Figure 3.3. Fast-food, fast-code

Fast-food, fast-code

Let's look at another example. We've given the event loop postman a letter to deliver that requires a gate to be opened. He gets there and the gate is closed, so he simply waits and tries again, and again. He's trapped in an endless loop waiting for the gate to open (Figure 3.4, “Blocking the event loop”). Perhaps there is a letter on the stack that will ask someone to open the gate so the postman can get through. Surely that will solve things, right? Unfortunately it won't unless the postman gets to deliver the letter, and currently he's stuck waiting endlessly for the gate to open. This is because the event that opens the gate is external to the current event callback. If we emit the event from within a callback, we already know our postman will go and deliver that letter before carrying on, but when events are emitted outside the currently executing piece of code, they will not be called until that piece of code has been fully evaluated to its conclusion.

Figure 3.4. Blocking the event loop

Blocking the event loop

As an example, the following code creates a loop that Node.js (or a browser) will never break out of:

Example 3.1. Event loop blocking code

EE = require('events').EventEmitter;
ee = new EE();

die = false;

ee.on('die', function() {
    die = true;
});

setTimeout(function() {
    ee.emit('die');
}, 100);

while(!die) {
}

console.log('done');

            

In this example, console.log will never be called because the while loop stops Node from ever getting a chance to call back the timeout and emit the die event. Although it's unlikely we'd program a loop like this that relies on an external condition to exit, it illustrates how Node.js can only do one thing at once, and getting a fly in the ointment can really screw up the whole server. This is why non-blocking I/O is an essential part of event driven programming.

Let's consider some numbers. When we run an operation in the CPU (not a line of JavaScript but a single machine code operation), it takes about 1/3 of a nano second. A 3ghz processor runs 3x109 instructions a second, so each instruction takes 10-9/3 seconds each. There are typically two types of memory in a CPU, L1 and L2 cache, each of which takes approximately 2-5ns to access. If we get data from memory (RAM), it takes about 80ns, which is about 2 orders of magnitude slower than running an instruction. However, all of these things are in the same ballpark. Getting things from slower forms of I/O is not quite so good. Imagine that getting data from RAM is equivalent to the weight of a cat. Retrieving data from the hard drive, then, could be considered to be the weight of a whale. Getting things from the network is like 100 whales. Think about how running var foo = "bar" versus a database query is a single cat versus 100 blue whales. Blocking I/O doesn't put an actual gate in front of the event loop postman, but it does send him via Timbuktu when he is delivering his events.

Given a basic understanding of the event loop, let's look at the standard Node.js code for creating an HTTP server:

Example 3.2. A basic HTTP server

var http = require('http');
http.createServer(function (req, res) {
  res.writeHead(200, {'Content-Type': 'text/plain'});
  res.end('Hello World\n');
}).listen(8124, "127.0.0.1");
console.log('Server running at http://127.0.0.1:8124/'

            

This code is the most basic example from the Node.js Web site (but as we'll see soon, it's not the ideal way to code). The example creates an HTTP server using a factory method in the http library. The factory method creates a new HTTP server and attaches a callback to the request event. The callback is specified as the argument to the createServer method. What's interesting here is what happens when this code is run. The first thing Node.js does is run the code above from top to bottom. This can be considered the 'setup' phase of Node programming. Since we attached some event listeners, Node.js doesn't exit, but waits for an event to be fired. If we didn't attach any events, Node.js would exit as soon as it had run the code.

▸ **Given information**:
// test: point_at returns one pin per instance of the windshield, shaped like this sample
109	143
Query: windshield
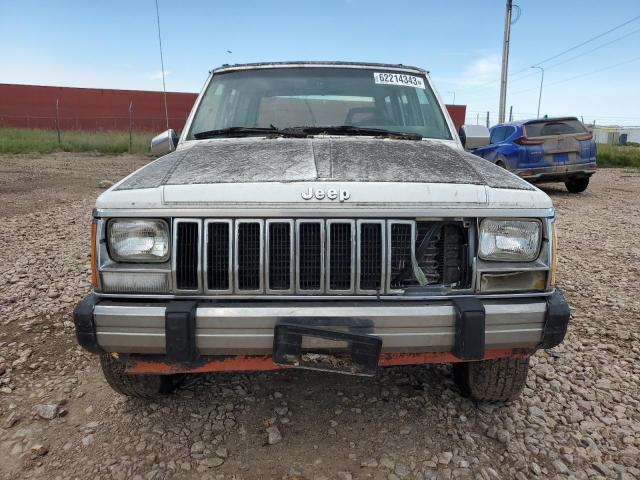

▸ **Challenge**:
Decide whether each statement below agrees with the Node.js event loop text above, and answer yes or no for each, quoting the words of that text that decide it: (a) In the blocking code example, console.log is eventually called once the timeout fires. (b) Getting data from RAM takes about 80ns. (c) If no events were attached, Node.js would exit as soon as it had run the code.

▸ **Result of this exercise**:
(a) No: "console.log will never be called because the while loop stops Node from ever getting a chance to call back the timeout and emit the die event."
(b) Yes: "If we get data from memory (RAM), it takes about 80ns"
(c) Yes: "If we didn't attach any events, Node.js would exit as soon as it had run the code."